TO BE DONE:
Recast the listing as a JSON list of strings, one string per line, from the line containing "sky with a point." through the end of the listing, both ends included and blank lines left out. Leave the pictures out of the answer.

ENTRIES PROVIDED:

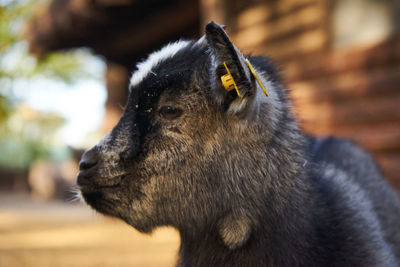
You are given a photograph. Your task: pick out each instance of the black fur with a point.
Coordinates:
(237, 177)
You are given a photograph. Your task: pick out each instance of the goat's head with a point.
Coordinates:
(182, 148)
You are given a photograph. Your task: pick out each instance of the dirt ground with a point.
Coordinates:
(61, 234)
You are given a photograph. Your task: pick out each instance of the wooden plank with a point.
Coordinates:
(354, 111)
(390, 164)
(352, 84)
(327, 63)
(282, 29)
(377, 137)
(306, 42)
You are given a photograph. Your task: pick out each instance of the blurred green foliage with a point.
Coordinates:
(26, 134)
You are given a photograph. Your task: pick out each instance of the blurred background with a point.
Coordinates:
(64, 72)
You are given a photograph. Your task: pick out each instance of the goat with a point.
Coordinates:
(232, 171)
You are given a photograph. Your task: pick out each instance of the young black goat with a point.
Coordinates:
(235, 175)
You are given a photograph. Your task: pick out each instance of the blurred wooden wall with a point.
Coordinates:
(341, 60)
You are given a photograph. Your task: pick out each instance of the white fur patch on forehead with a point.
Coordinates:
(145, 67)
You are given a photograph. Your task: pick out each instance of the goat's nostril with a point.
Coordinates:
(89, 160)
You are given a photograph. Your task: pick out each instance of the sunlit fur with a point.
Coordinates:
(238, 179)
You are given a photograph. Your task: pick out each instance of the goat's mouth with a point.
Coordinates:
(89, 182)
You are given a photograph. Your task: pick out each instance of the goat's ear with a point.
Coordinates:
(225, 55)
(234, 231)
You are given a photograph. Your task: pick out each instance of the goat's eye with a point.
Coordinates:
(170, 113)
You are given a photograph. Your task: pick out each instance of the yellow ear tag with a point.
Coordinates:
(253, 71)
(228, 82)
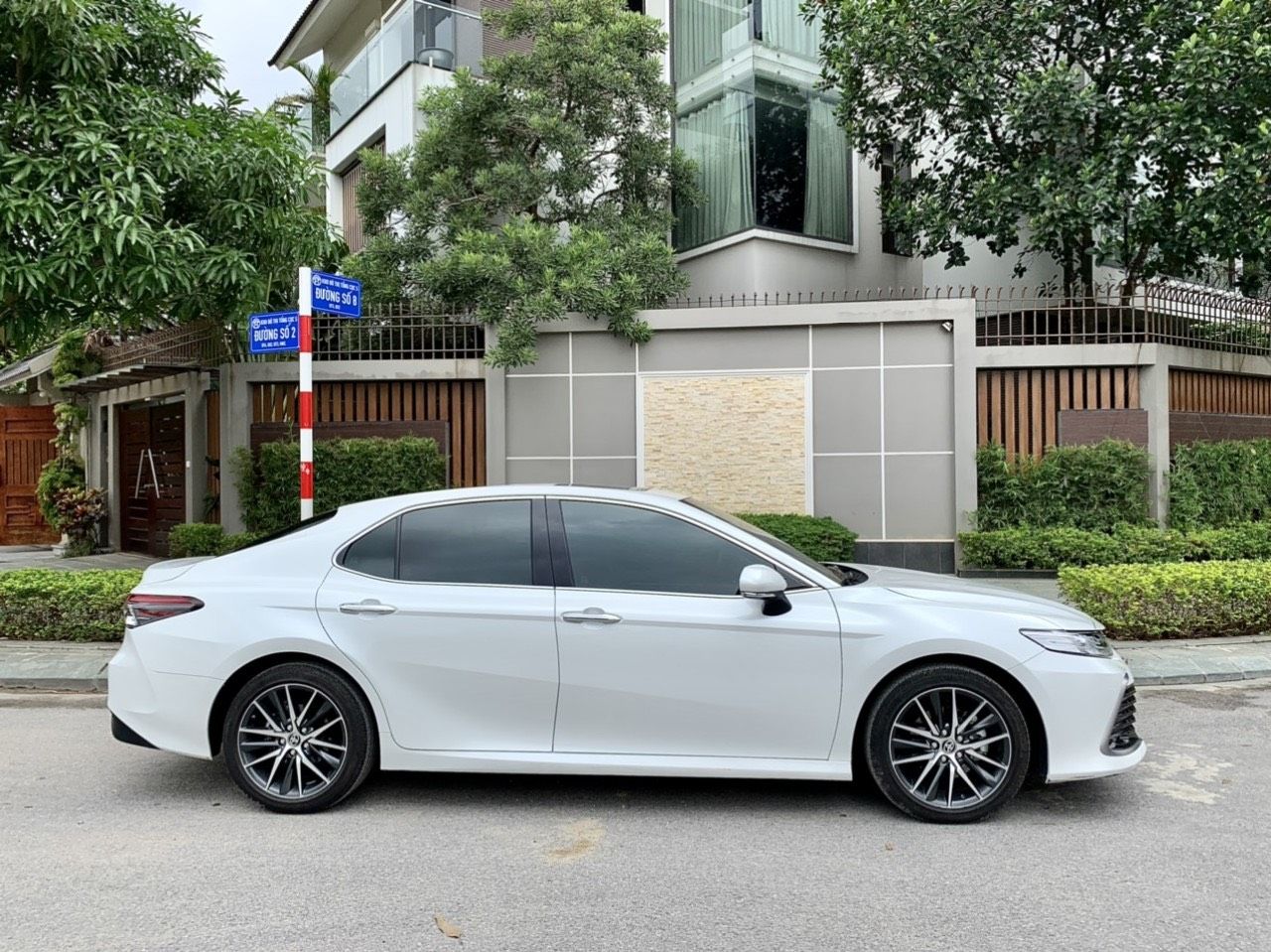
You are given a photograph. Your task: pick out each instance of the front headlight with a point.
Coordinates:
(1090, 643)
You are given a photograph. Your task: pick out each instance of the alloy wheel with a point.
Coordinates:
(293, 742)
(949, 748)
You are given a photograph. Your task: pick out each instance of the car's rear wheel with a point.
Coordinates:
(947, 744)
(298, 738)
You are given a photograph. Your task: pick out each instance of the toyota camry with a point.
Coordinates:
(585, 630)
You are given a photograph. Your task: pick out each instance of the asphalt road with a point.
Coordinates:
(107, 847)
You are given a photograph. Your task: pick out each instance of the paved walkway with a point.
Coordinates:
(42, 557)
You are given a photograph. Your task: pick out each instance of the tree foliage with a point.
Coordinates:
(1126, 131)
(539, 190)
(134, 190)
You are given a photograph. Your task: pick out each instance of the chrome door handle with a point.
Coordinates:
(366, 608)
(591, 615)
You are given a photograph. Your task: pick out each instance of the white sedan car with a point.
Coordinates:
(584, 630)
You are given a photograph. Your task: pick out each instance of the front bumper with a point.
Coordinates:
(166, 711)
(1081, 704)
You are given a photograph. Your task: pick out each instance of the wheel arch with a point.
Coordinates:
(221, 703)
(1040, 751)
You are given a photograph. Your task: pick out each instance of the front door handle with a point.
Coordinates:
(366, 608)
(598, 615)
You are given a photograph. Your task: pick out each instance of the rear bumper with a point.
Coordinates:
(164, 711)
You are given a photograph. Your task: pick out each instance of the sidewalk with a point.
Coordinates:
(67, 666)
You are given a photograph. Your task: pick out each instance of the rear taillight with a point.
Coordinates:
(144, 609)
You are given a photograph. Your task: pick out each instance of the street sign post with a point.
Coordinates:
(336, 294)
(328, 294)
(273, 334)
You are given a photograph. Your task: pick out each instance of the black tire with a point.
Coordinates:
(354, 728)
(931, 685)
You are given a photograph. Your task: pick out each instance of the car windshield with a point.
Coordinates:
(789, 551)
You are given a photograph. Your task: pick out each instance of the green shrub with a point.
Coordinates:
(1220, 483)
(196, 539)
(1084, 487)
(59, 475)
(345, 472)
(818, 538)
(1174, 600)
(44, 604)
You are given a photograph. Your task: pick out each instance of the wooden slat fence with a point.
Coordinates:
(1020, 408)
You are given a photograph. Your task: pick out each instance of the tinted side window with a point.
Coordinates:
(636, 549)
(375, 553)
(480, 543)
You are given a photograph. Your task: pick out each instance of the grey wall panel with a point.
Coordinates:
(918, 409)
(920, 342)
(553, 356)
(726, 349)
(604, 416)
(538, 472)
(602, 353)
(849, 488)
(538, 416)
(920, 497)
(845, 411)
(845, 345)
(620, 473)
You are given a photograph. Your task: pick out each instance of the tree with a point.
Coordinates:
(134, 191)
(1135, 132)
(539, 190)
(317, 98)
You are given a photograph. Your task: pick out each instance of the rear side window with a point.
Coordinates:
(375, 553)
(627, 548)
(475, 543)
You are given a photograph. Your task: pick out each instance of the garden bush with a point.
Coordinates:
(1083, 487)
(1052, 548)
(190, 539)
(1220, 483)
(1177, 600)
(345, 472)
(44, 604)
(818, 538)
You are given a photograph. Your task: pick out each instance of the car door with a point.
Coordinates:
(448, 609)
(659, 655)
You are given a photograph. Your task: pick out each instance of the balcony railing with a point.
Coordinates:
(420, 32)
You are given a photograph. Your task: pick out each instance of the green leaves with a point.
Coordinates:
(1089, 131)
(539, 191)
(132, 191)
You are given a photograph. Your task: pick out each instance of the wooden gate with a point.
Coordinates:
(151, 476)
(26, 447)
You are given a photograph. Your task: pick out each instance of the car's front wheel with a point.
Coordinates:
(298, 739)
(947, 744)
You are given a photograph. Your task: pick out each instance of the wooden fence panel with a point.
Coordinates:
(1020, 408)
(461, 403)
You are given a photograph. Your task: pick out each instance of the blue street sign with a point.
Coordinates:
(339, 295)
(273, 334)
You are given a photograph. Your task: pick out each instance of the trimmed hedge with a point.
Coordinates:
(345, 472)
(1220, 483)
(1052, 548)
(1176, 600)
(818, 538)
(1084, 487)
(44, 604)
(205, 539)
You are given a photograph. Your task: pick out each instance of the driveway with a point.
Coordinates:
(108, 847)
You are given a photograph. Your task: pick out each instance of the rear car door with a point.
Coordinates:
(448, 609)
(659, 655)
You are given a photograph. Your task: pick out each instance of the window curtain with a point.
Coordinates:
(784, 28)
(827, 206)
(718, 139)
(706, 31)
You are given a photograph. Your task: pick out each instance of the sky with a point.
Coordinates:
(244, 35)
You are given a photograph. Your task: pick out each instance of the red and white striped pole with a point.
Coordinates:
(305, 404)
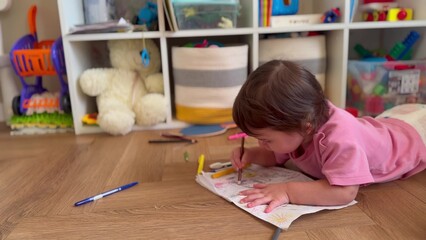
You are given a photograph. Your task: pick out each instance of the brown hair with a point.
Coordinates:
(283, 96)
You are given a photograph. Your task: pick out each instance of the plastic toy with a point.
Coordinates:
(331, 15)
(400, 50)
(148, 15)
(374, 16)
(400, 14)
(41, 123)
(284, 7)
(31, 58)
(378, 5)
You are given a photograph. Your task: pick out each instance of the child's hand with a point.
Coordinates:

TASK ANSWER:
[
  "You are given a photograph. Your task: pick out each instance of the sky with a point.",
  "Coordinates:",
  "(244, 35)",
  "You are given a photograph. Your task: pick out each instance of the red and white striped pole with a point.",
  "Coordinates:",
  "(305, 404)",
  "You are given a photograph. Your task: pick out each instance of the brown hair with a point.",
  "Coordinates:",
  "(283, 96)",
  "You are given a photograph. Your task: pick out each instance of the plastic toy with a point.",
  "Coordinates:",
  "(331, 15)",
  "(400, 50)",
  "(148, 15)",
  "(374, 16)",
  "(400, 14)",
  "(41, 123)",
  "(284, 7)",
  "(31, 58)",
  "(378, 5)",
  "You are given a photograph. Your task: pick out each instance of the child's hand with a point.",
  "Coordinates:"
]